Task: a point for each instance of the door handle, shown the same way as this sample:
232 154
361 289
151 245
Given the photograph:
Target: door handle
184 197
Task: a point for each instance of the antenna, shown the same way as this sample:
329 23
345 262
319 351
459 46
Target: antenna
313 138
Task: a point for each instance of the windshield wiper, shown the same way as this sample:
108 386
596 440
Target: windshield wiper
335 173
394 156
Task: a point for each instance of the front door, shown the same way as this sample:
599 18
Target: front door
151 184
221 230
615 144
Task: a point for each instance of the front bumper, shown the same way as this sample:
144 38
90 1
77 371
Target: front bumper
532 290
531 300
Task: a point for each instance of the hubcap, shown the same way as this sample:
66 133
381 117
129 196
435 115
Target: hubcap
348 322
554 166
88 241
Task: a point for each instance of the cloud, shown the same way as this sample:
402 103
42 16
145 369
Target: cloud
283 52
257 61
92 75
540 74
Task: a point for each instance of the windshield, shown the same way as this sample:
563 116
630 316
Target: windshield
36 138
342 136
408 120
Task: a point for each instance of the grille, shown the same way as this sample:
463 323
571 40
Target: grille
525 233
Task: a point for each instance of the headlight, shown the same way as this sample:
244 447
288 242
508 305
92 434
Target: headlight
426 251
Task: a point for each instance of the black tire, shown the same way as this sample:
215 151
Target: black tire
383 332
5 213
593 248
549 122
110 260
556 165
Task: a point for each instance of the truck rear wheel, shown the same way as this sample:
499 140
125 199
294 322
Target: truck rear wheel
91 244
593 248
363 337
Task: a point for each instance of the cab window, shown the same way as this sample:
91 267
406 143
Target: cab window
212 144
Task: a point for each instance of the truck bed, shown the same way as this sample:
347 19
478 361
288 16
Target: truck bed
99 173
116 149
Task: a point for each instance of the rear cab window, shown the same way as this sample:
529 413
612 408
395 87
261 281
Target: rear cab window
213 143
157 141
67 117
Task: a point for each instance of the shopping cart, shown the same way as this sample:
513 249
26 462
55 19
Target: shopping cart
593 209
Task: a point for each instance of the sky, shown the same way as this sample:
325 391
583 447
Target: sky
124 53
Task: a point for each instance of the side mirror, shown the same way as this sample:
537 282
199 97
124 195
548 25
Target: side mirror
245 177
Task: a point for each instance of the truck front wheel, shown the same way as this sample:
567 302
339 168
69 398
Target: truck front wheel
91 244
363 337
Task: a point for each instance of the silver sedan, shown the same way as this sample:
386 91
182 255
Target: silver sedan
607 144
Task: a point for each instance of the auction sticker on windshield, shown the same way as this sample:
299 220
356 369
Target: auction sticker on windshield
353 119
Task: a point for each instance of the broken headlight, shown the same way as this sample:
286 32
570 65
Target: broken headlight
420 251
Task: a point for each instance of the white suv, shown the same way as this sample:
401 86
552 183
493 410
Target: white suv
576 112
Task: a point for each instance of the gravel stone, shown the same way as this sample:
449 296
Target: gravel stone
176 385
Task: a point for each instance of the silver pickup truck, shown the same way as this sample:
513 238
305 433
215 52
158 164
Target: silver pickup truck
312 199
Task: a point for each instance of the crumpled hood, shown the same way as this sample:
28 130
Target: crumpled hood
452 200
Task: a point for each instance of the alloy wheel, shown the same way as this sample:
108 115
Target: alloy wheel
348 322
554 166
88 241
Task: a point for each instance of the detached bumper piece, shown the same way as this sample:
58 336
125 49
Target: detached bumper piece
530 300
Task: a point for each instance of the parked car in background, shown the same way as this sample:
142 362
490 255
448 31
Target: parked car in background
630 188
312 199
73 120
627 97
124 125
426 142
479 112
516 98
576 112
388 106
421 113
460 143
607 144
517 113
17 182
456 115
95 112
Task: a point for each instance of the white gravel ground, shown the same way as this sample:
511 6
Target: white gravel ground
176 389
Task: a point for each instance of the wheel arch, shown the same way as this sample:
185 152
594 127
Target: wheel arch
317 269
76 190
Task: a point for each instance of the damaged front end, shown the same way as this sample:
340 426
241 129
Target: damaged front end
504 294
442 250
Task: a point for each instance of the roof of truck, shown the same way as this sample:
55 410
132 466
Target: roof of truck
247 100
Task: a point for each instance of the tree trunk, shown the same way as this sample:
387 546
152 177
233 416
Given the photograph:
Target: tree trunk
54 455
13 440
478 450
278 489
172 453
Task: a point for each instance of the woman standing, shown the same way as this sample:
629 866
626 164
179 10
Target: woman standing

· · · · · · ·

→ CHALLENGE
Reproduce the data in full, exactly as presented.

→ RESULT OF THE TASK
Task: a point for each instance of the door handle, shown the same way as this sample:
232 154
361 289
151 245
Given the photograph:
Target: door handle
184 197
Task: a point for each instance of the antenna, shown the same way as this sample:
329 23
345 262
319 351
459 46
Target: antenna
313 138
Task: a point for each instance of the windshield wiper, shown the same way as this sample:
108 386
596 440
Target: windshield wiper
335 173
394 156
Task: a point for each instance of the front door, shown the same way as this sample:
599 18
Target: front door
151 184
221 230
615 144
Task: a point for each instance of the front bumper, shown the same way as this sample:
144 38
90 1
77 371
Target: front bumper
532 290
531 300
Task: a point for each instance of the hubcap, shown the same way as this sample:
66 133
381 117
129 196
435 115
Target: hubcap
348 322
554 166
88 241
Task: a point for each instance of the cloud, shown the same way as this sample:
402 103
42 16
145 369
Target: cloud
283 52
257 61
92 75
540 74
Task: a point for each instance of the windshield, shown the same way as this sample:
563 116
630 316
Target: windshield
36 138
342 136
408 120
Task: a point for each instance of the grille, shown the same way as this sample:
463 323
571 40
Target: grille
525 233
Task: a point for each instance of the headlight, shown the same way as this sample:
244 447
288 242
508 305
92 434
Target: headlight
426 251
Task: a point for each instance of the black tire, shown the same way as this sample:
215 151
Target: black tire
383 332
5 213
593 248
549 122
110 260
556 165
Task: a point for each instance of the truck rear wheel, shown the same way as this sample:
499 140
125 199
294 322
Target: truck rear wheel
91 244
593 248
363 337
Task: a point for each instance of the cab window, shown the same way as this sample:
91 267
406 143
Target: cab window
212 144
Task: a point for each instance of the truck bed, shown the same way as this sample:
347 19
478 361
288 16
Target: truck bed
99 173
116 149
Task: a point for each instance of the rear cab window, shown the same way as this sample:
529 413
612 408
395 87
261 281
Target: rear cab window
213 143
157 141
67 117
Task: a point for each instance of the shopping cart, shown the same way as this sample:
513 249
26 462
55 19
Target: shopping cart
593 209
Task: a point for each instance of the sky, shown the same way as this sample:
325 391
583 447
Target: sky
124 53
Task: a point for each instance of the side mirror, shown the same way as this sample:
537 282
199 97
124 195
548 25
Target: side mirror
245 177
Task: a point for each instance of the truck front wheel, shown the same way as this sample:
567 302
339 168
69 398
Target: truck front wheel
91 244
363 337
Task: a point for each instance of the silver sedan, shown the same way as this sample:
386 91
182 255
Target: silver sedan
607 144
Task: a point for each instance of the auction sticker on windshield, shown the same way as this sample:
299 220
356 369
Target: auction sticker on windshield
353 119
Task: a point for each instance of the broken headlight, shown the same way as this sample:
286 32
570 65
Target: broken headlight
420 251
Task: a point for each instance of the white suv, shown the same way as this sample:
401 86
552 183
493 410
Target: white suv
576 112
Task: a point for each instance of the gravel stone, shown the same way as this sample:
449 296
Target: gravel stone
176 385
Task: a point for each instance of the silver pickup truck, shown the same way as this sample:
513 238
305 433
215 52
158 164
Target: silver pickup truck
312 199
Task: a point for each instance of the crumpled hood, shown the same way as this sample:
28 130
Target: crumpled hood
452 200
Task: a point for each instance of the alloy wheel, shown the same way as this sample:
108 115
Target: alloy wheel
348 322
554 166
88 241
Task: a point for each instance of the detached bumper piece, shown the same way as this sample:
58 336
125 49
Target: detached bumper piece
530 300
Task: a point for each instance of the parked car in background, shown the same way as this sample:
142 362
490 255
448 31
Target: parked car in background
630 188
312 199
73 120
627 97
124 125
426 142
479 112
516 98
576 112
388 106
421 113
460 143
607 144
517 113
17 182
456 115
95 112
Task: a point for each instance of the white gravel ground, shown the same way as this sample:
511 6
Target: white gravel ground
176 389
Task: a point for each instance of the wheel arch, shown the same way as this sample:
185 152
594 127
Target: wheel arch
317 269
76 190
Task: a point for each instance of the damaged front end, shown the same way as this sample:
340 426
241 129
Target: damaged front end
504 294
442 250
Task: a point for each instance of the roof of truck, shown the same way as this sample:
55 410
132 466
Target: roof of truck
247 100
Task: a point for each instance of the tree trunk, shown the same way as this sample:
387 546
152 177
233 416
Given the photograph:
Target: tree trunk
54 455
13 440
478 450
278 489
172 453
Task: a point for each instance of the woman standing, shown the same way as this sample:
629 866
626 164
179 10
Target: woman standing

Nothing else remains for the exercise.